GIVEN TEXT>
::::::
Author Topic: Help me suck less -- Intro, and -- Patterning a shape  (Read 6146 times)

Greetings,

I am finally starting to learn Substance Designer, or at least trying to.

Wow, I really suck at this.  But I'm working on it.

I assume it will be best to use multiple threads so they will be specific to a particular topic and therefore hopefully be more useful to other people.

I have searched the Forum some.  If I miss posts that answer my question(s), please refer to them and accept my apologies.

GOAL:

I'm trying to create a custom woven pattern, like what you might see on a wicker chair.  To do this, I am challenging myself to be as procedural (node-based) as possible, rather than taking a picture and using Bitmap-to-Material, to force myself to learn SD's features.

I've watched a lot of tutorials, and as a noob I find myself constantly thinking, "I saw something like this in one of the last dozen videos, but which one?"  And trying remember which node has which feature is being a challenge.  Figuring out little things like, "What's the difference between Tiles and Bricks?" can take some experimentation.


ONE LITTLE COMPLAINT (MAYBE):

Is there some better documentation I'm missing somewhere?  When I go to the documentation page, I can open SD 5 documentation, but when I SEARCH for something I get results for SD4 and SD3, and many times that of little help as the interface and features have changed.

https://support.allegorithmic.com/documentation/display/SD5/Nodes

Is there something that actually explains the features and controls of the nodes in a useful way without having to search for a tutorial and then watch for 20 minutes to find the information you're looking for?
::::::
DATASET ENTRIES>

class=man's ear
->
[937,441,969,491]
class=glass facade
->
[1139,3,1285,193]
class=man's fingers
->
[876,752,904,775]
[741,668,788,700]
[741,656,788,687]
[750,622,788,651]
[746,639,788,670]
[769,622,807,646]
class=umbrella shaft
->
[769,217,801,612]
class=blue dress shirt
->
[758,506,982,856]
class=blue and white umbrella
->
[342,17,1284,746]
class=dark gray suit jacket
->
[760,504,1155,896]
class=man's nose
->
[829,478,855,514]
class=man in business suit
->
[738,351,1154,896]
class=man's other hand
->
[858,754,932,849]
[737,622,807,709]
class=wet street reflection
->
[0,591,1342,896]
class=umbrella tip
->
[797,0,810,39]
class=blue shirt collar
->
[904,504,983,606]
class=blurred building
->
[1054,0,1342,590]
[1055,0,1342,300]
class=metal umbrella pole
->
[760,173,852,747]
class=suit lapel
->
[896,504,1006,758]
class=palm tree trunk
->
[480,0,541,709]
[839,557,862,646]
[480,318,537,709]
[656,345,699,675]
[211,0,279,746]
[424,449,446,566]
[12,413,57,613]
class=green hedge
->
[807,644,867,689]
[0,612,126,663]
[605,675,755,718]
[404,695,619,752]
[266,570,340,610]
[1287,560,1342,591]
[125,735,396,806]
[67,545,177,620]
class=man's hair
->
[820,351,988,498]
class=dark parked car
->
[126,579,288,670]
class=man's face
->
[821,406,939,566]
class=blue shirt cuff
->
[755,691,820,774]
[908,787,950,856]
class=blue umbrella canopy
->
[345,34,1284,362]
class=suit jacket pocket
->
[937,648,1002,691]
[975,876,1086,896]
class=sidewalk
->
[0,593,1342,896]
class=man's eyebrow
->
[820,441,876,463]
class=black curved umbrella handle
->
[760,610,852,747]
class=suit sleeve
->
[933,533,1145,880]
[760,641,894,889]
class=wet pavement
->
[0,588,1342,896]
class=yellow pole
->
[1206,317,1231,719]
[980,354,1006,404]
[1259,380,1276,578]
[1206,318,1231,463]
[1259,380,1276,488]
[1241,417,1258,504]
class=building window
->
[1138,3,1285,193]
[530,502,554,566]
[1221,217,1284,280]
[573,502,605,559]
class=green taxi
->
::::::
WRITTEN TASK 1>
Write out the Substance Designer forum post again from "Author Topic: Help" down to "to other people.", replacing "threads" with "posts".
WRITTEN TASK 2>
Write what comes next in the forum post about learning Substance Designer, starting right after its last sentence.

WRITTEN ANSWER 1>
Author Topic: Help me suck less -- Intro, and -- Patterning a shape  (Read 6146 times)

Greetings,

I am finally starting to learn Substance Designer, or at least trying to.

Wow, I really suck at this.  But I'm working on it.

I assume it will be best to use multiple posts so they will be specific to a particular topic and therefore hopefully be more useful to other people.

WRITTEN ANSWER 2>
For example, "This node takes the source image and performs any combination of 2D transformations on it, including simple translations, rotations and scaling" doesn't really tell me much about how to use it, or mention things like Mirror Vertical and Mirror Horizontal.

Anyway... on to today's question...

PATTERNING A SHAPE:

Suppose I have a free-form "wavy pattern", like some sort of swirly line or filigree going across the top of my image.  Then I want this repeated several times so I have, say, 10 "rows" of this pattern.

What's a good way to do that?

Should I somehow apply this as a texture to a tile?  I know how to adjust the tile generator to create "rows" that go all the way across.

For example, if I wanted the pattern in the attached picture to be repeated several times as a background for another image or pattern that would overlay 5 or 6 rows of the background.

See the attached picture to help show what I'm talking about.  What's the best way to duplicate the horizontal strip before overlaying the front image?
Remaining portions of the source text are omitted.